Document section:
________________
Over the past decade I’ve talked with many yoga students across the United States, from New York to San Francisco, and I’ve found that many of us have similar issues about our spiritual practice. Here are the kinds of things I hear over and over:
“I have a really hard time motivating myself to go to work in the morning. My job has nothing to do with spiritual life; it feels empty to me.”
“My boyfriend has been practicing yoga for six years and doesn't want to get married. He says yoga teaches it’s important not to get attached.”
“I used to be interested in politics and what was going on in the world. These days I’m much less involved because I know now the world is nothing but an illusion.”
“I’ve been meditating since I was twenty but I’m still tormented by desire. I keep thinking of things I want: more sex, more success, more money. Then I feel guilty!”
“I’m not sure if the form of yoga I’ve been practicing is right for me. My friend goes to another yoga center and says the techniques they teach there are much better.”
“My meditation teacher keeps talking about self-realization. But I strongly believe in God. Where does God fit in with meditation?”
These are not new problems—yoga practitioners have been dealing with these issues for centuries. A thousand years ago one of the greatest and most influential yogis of all time produced a great body of literature that addressed these problems in a practical way. His name was Abhinavagupta. He was the consummate master in a field of spirituality much discussed but little understood here in the West: Tantra Yoga.
________________
Given information:
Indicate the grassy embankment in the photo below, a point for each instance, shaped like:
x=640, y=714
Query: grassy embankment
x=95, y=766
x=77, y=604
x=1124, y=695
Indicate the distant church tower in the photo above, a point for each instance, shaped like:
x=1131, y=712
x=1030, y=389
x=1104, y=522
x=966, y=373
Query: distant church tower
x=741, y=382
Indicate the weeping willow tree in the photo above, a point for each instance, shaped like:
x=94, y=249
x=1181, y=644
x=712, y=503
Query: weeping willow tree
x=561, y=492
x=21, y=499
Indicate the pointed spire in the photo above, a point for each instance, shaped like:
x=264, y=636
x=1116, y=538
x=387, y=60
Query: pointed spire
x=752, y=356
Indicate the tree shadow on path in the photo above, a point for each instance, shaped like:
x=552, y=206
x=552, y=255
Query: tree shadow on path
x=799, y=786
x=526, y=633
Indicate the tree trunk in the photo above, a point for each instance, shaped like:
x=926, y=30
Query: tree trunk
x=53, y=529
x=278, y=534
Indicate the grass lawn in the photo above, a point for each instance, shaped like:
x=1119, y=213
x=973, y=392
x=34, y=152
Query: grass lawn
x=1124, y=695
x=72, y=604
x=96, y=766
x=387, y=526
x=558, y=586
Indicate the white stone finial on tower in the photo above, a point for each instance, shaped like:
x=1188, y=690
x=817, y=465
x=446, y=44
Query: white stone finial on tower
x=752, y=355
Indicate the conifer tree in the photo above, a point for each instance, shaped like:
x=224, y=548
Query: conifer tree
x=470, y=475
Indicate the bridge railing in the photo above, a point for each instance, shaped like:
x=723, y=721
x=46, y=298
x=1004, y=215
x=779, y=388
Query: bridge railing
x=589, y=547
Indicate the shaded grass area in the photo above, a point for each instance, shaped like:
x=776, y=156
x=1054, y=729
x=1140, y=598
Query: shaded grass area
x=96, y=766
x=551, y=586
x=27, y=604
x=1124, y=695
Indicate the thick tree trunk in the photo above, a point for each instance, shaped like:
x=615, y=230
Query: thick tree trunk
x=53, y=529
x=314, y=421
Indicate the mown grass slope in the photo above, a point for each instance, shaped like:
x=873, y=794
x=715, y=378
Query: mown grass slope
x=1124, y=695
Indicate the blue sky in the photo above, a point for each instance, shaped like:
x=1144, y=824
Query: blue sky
________________
Tasks and exercises:
(a) Summarize the passage on yoga students' spiritual concerns in two sentences.
(b) Proceed with the passage on yoga students' spiritual concerns, starting after its final sentence.

Response list:
(a) Over the past decade, the writer has heard yoga students across the United States raise the same kinds of issues about spiritual practice: a job that feels empty, a partner who avoids marriage in the name of non-attachment, withdrawal from world affairs as mere illusion, guilt over lasting desires, doubt about one's form of yoga, and confusion about where God fits into meditation. These problems are centuries old, and a thousand years ago the influential yogi Abhinavagupta, a master of Tantra Yoga, produced a great body of literature that addressed them in a practical way.

(b)
Abhinavagupta was born in Kashmir to an illustrious family of scholars around 950 C.E. He was brilliant, and so passionate about learning that he sought out the best teachers of his time. Later he would advise yoga students, “Be like the bee that gathers pollen from many flowers and then makes its own honey. Learn from the greatest masters you can find, then practice and assimilate what you’ve learned.”
Today we think of Kashmir as a battlefield, but a thousand years ago it was a haven of religious tolerance where Buddhist, Jain, and numerous different Hindu schools flourished together in an atmosphere of mutual respect. Abhinavagupta steeped himself in the wisdom of these traditions, but he finally joined the lineage that resonated most deeply with his intelligent and passionate nature: the tantric tradition of Kashmir Shaivism.
Around 800 C.E. the Shiva Sutra, a set of aphorisms explaining the essential nature of consciousness and how you can experience it for yourself, was revealed to a north Indian sage named Vasugupta. Expanding on the Shiva Sutra, Vasugupta composed the Spanda Karika, which describes the limitless power of awareness and what happens when you master it. These two classics deal respectively with Shiva, the “male” or passive element of reality, and Shakti, the “female” or active component of the universe. To understand these teachings you need to keep in mind that while Western religions tend to picture the Supreme Being exclusively as male, in India it is seen as both male and female. Eternal pure awareness is called God in this system, while the ability of consciousness to know itself and to manifest the cosmos out of itself is described as the Goddess.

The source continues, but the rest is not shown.